• [Text excerpt]:

Let’s compare the queries/traversals in the Gremlin Getting Started Tutorial with equivalent Molecule queries.
For the examples we’ll use the same “Modern” graph as the tutorial:
Gremlin is untyped, so data is inserted directly in a generic way where “types” are created on-the-go:
Graph graph = TinkerGraph.open(); (1)
Vertex marko = graph.addVertex(T.label, "person", T.id, 1, "name", "marko", "age", 29); (2)
Vertex vadas = graph.addVertex(T.label, "person", T.id, 2, "name", "vadas", "age", 27);
Vertex lop = graph.addVertex(T.label, "software", T.id, 3, "name", "lop", "lang", "java");
Vertex josh = graph.addVertex(T.label, "person", T.id, 4, "name", "josh", "age", 32);
Vertex ripple = graph.addVertex(T.label, "software", T.id, 5, "name", "ripple", "lang", "java");
Vertex peter = graph.addVertex(T.label, "person", T.id, 6, "name", "peter", "age", 35);
marko.addEdge("knows", vadas, T.id, 7, "weight", 0.5f); (3)
marko.addEdge("knows", josh, T.id, 8, "weight", 1.0f);
marko.addEdge("created", lop, T.id, 9, "weight", 0.4f);
josh.addEdge("created", ripple, T.id, 10, "weight", 1.0f);
josh.addEdge("created", lop, T.id, 11, "weight", 0.4f);
peter.addEdge("created", lop, T.id, 12, "weight", 0.2f);
In Molecule we first define a schema. Since we won’t use the weight
properties yet, we’ll start off defining a schema without those:
object ModernGraph1DataModel {
trait Person {
val name = oneString
val age = oneInt
// Normal (uni-directional) reference
val software = many[Software]
// Bidirectional self-reference
val friends = manyBi[Person]
}
trait Software {
val name = oneString
val lang = oneString
}
}
When we compile our project with sbt compile
, the sbt-molecule plugin will generate the necessary boilerplate code so that we can enter typed data to populate the graph:
// Create database and save implicit connection
implicit val conn = recreateDbFrom(ModernGraph1Schema)

• [Data entries]:
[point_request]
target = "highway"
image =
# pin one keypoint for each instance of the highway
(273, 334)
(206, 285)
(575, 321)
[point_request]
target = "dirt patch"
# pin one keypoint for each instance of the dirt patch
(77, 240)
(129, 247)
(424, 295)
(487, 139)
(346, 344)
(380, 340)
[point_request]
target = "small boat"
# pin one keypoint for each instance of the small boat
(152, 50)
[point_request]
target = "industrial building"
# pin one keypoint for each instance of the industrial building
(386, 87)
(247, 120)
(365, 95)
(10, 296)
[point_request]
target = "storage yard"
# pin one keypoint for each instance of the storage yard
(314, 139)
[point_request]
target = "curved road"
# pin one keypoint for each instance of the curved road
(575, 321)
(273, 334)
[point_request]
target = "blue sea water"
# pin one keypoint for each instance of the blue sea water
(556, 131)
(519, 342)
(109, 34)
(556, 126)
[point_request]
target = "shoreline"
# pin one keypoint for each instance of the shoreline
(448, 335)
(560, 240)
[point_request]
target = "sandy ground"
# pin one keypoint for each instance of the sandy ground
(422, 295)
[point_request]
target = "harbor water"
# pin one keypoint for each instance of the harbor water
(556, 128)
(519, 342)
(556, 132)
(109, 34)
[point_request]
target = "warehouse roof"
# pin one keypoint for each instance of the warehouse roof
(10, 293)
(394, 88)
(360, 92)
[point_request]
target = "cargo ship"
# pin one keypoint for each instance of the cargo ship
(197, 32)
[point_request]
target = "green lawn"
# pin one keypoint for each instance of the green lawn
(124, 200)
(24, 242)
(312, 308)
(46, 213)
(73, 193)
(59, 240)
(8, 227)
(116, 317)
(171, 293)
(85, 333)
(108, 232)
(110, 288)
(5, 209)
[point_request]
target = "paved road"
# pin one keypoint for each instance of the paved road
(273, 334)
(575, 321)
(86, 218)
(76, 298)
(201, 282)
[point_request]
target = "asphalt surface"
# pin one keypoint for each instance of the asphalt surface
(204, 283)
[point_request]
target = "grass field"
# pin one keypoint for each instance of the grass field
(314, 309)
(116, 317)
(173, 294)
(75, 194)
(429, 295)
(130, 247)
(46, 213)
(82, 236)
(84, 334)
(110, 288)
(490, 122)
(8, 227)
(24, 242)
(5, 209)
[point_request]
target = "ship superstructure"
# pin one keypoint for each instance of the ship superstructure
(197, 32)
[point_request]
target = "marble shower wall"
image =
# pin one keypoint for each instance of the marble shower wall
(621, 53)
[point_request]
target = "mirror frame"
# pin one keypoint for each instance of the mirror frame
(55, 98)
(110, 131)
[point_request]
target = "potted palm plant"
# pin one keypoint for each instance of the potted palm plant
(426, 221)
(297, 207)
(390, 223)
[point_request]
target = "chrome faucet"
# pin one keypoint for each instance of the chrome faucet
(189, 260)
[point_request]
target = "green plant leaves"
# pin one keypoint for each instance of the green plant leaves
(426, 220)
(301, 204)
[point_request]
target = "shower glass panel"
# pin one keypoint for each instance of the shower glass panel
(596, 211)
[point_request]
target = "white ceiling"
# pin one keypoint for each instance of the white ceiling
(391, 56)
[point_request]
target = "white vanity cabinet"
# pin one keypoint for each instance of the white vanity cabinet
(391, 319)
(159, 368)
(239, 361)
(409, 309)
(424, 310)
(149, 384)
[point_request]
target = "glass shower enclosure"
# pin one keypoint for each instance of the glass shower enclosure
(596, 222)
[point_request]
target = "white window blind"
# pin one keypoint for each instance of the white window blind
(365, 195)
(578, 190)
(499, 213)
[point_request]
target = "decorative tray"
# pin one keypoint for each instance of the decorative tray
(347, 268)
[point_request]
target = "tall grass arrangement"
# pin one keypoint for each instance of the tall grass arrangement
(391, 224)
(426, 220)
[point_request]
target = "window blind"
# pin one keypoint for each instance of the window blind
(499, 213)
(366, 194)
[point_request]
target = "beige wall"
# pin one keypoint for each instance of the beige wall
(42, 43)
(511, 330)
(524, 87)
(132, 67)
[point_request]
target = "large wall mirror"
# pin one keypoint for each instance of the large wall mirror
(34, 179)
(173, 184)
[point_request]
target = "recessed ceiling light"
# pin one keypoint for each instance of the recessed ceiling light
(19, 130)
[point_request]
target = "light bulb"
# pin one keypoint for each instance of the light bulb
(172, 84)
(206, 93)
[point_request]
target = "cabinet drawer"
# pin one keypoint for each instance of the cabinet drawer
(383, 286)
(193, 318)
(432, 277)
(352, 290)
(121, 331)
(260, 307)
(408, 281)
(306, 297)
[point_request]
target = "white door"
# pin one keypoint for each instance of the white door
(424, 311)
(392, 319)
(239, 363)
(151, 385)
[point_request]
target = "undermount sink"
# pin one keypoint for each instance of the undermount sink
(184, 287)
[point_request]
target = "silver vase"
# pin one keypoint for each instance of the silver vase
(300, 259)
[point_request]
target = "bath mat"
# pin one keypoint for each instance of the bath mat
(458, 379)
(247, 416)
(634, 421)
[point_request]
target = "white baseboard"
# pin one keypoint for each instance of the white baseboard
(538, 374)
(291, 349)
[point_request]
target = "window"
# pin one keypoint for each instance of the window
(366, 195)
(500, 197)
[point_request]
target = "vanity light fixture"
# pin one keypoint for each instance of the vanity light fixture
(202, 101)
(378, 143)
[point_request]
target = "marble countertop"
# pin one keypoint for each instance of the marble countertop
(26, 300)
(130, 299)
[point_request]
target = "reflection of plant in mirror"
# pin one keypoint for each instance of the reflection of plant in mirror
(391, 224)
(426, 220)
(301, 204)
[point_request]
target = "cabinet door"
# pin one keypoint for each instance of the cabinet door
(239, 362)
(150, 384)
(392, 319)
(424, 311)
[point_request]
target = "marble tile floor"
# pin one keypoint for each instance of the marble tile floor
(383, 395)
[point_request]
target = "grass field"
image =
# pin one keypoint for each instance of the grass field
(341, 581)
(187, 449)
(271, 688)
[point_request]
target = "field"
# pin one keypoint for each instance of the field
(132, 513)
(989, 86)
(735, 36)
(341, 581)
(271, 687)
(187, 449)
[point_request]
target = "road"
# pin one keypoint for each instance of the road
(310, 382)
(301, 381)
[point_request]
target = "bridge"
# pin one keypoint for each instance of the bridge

• [To do]:
a. From the Gremlin and Molecule comparison, list the names of every vertex that is added with the label "person".
b. Answer these questions about the Gremlin and Molecule comparison:
(i) What age is given for the vertex named "peter"?
(ii) What command is used to compile the project?
(iii) According to the comment in the Person trait, what kind of reference is `friends`?
c. Continue the Gremlin and Molecule comparison from the point where it stops.

• [Answers for the tasks]:
a. marko, vadas, josh, peter

b.
(i) 35
(ii) sbt compile
(iii) A bidirectional self-reference

c.
for {
// Software
List(lop, ripple) <- Software.name.lang insert Seq(
("lop", "java"),
("ripple", "java")
) map(_.eids)
// People and software created
List(marko, vadas, josh, peter) <- Person.name.age.software insert Seq(
("marko", 29, Set(lop)),
("vadas", 27, Set[Long]()),
("josh", 32, Set(lop, ripple)),
("peter", 35, Set(lop))
) map(_.eids)
// Friendships
_ <- Person(marko).friends(vadas, josh).update
} yield ()
We’ll use the variables with entity ids above for the coming examples.
Now we are ready to make queries.
Since Gremlin traverses generic edges and vertices it is also communicating intentions in a generic way like the following “query”:
Get the value of the name
property on vertex with the unique identifier of “1”.
gremlin> g.V(1).values('name')
==>marko
Since Molecule uses the domain terms as custom building blocks directly, we can formulate our intentions with the language of our domain directly:
What is the Person name of entity marko
?
Person(marko).name.get.map(_.head ==> "marko")
Get the edges with the label “knows” for the vertex with the unique identifier of “1”:
gremlin> g.V(1).outE('knows')
==>e[7][1-knows->2]
==>e[8][1-knows->4]
Marko’s friends
Person(marko).friends.get.map(_.head ==> Set(vadas, josh))
Get the names of the people that the vertex with the unique identifier of “1” “knows”.
gremlin> g.V(1).out('knows').values('name')
==>vadas
==>josh
In Molecule we can jump from one namespace like Person
to Friends
since there’s a relationship defined between the two. That way we can get Marko’s referenced Friends entities:
Person(marko).Friends.name.get.map(_.head ==> Set("vadas", "josh"))
Note though, that a namespace is not like a SQL table but rather just a meaningful prefix for a group of attributes.
Get the names of the people vertex “1” knows who are over the age of 30.
gremlin> g.V(1).out('knows').has('age', gt(30)).values('name') //(7)
==>josh
Names of Marko’s friends over the age of 30.
Person(marko).Friends.name.age_.>(30).get.map(_ ==> Set("josh"))
Find Marko in the graph
gremlin> g.V().has('name','marko')
==>v[1]
Prepending the generic attribute e
before an attribute finds the entity that it belongs to:
Person.e.name_("marko").get.map(_.head ==> marko)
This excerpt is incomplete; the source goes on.